# WHAT THE EXERCISE ASKS
Count how many lines in the data below contain the word "wing", treating capital and small letters as different, and give only that number.

# MATERIAL PROVIDED
■ ■ ■ ■ ■
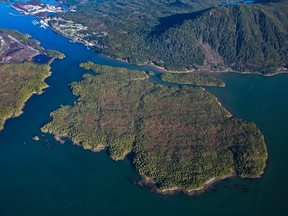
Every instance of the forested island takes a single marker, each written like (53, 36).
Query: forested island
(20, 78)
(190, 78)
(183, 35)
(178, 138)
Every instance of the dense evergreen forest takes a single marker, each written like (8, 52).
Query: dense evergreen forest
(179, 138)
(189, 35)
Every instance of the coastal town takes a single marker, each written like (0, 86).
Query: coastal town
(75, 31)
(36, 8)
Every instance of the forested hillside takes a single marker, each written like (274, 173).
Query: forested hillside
■ ■ ■ ■ ■
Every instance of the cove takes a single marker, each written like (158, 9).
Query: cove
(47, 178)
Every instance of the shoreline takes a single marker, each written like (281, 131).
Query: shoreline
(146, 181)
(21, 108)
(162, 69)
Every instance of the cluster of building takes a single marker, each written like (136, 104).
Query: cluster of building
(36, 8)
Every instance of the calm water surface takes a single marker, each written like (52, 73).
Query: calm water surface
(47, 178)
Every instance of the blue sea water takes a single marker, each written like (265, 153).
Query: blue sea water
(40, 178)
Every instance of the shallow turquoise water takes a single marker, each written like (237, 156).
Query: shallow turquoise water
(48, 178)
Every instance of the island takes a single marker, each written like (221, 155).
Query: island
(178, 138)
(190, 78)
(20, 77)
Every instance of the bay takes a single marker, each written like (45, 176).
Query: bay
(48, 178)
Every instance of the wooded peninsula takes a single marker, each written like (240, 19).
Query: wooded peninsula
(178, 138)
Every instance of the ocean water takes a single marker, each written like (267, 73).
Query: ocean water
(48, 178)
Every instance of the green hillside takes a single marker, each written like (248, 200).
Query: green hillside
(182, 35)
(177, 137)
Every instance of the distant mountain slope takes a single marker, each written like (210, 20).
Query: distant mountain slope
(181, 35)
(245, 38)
■ ■ ■ ■ ■
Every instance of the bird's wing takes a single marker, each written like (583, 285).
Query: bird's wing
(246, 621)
■ ■ ■ ■ ■
# RESULT BELOW
2